EXCERPT
Further, the wearable multimedia device determines a presence of one or more fingers of a user based on the sensor data (block 5806). In some implementations, at least some of the one or more fingers may not be in contact with the surface (e.g., the fingers may be hovering above the surface). In some implementations, each of the one or more fingers may not be in contact with the surface.

Further, the wearable multimedia device generates finger data regarding the one or more fingers (block 5808). The finger data includes, for each of the one or more fingers: (i) a first coordinate representing a location of a tip of that finger relative to the surface with respect to a first dimension, (ii) a second coordinate representing the location of the tip of that finger relative to the surface with respect to a second dimension, and (iii) a third coordinate representing the location of the tip of that finger relative to the surface with respect to a third dimension.

In some implementations, the first dimension can extend in a first direction along the surface. Further, the second dimension can extend in a second direction along the surface, where the first direction is orthogonal to the second direction. Further, the third dimension can extend in a third direction from the surface, where the third direction is orthogonal to the first direction and to the second direction.

In some implementations, the wearable multimedia device can also determine whether each of the one or more fingers is pointed outward from a palm of the user. Further, the finger data can include an indication of each of the one or more fingers that are pointed outward from the palm of the user.

DATA PROVIDED
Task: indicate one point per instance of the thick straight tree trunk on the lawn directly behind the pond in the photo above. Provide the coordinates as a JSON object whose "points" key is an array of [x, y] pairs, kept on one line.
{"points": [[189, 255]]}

ACTIONS TO TAKE
1. Using the excerpt on finger data, decide whether each statement agrees with it, and support each yes or no with the deciding words quoted from the excerpt. (a) Every finger has to be in contact with the surface. (b) The first direction is orthogonal to the second direction. (c) The third dimension extends along the surface.
2. In the excerpt on finger data, which block is given for generating finger data about the one or more fingers?
3. Carry the excerpt on finger data forward from its last sentence.
The lines have no role in this work.

ANSWERS BY ITEM
1.
(a) No: "at least some of the one or more fingers may not be in contact with the surface"
(b) Yes: "where the first direction is orthogonal to the second direction"
(c) No: "the third dimension can extend in a third direction from the surface"

2. Block 5808.

3.
In some implementations, the wearable multimedia device can also determine whether each of the one or more fingers is curled towards a palm of the user. Further, the finger data can include an indication of each of the one or more fingers that are curled towards the palm of the user.

Further, the wearable multimedia device outputs the finger data to one or more applications (block 5810).

In some implementations, a first application of the one or more applications can be configured to receive the finger data, and perform one or more operations based on at least one of the finger data.

In some implementations, the one or more operations can include, for each of the one or more fingers, determining the location of the tip of that finger based on the finger data, and causing the VI to visually indicate the location of the tip of that finger based on the finger data.

In some implementations, the one or more operations can include, for each of the one or more fingers, (i) determining the location of the tip of that finger based on the finger data, (ii) determining that the tip of that finger is proximal to one or more user interface elements of the VI, and (iii) responsive to determining that the tip of that finger is proximal to one or more user interface elements of the VI, causing the VI to modify a visual characteristics of the one or more user interface elements.

In some implementations, the one or more operations can include determining, for one of the one or more fingers, a distance between the tip of that finger and the surface based on the finger data; and performing the one or more operations based on the distance.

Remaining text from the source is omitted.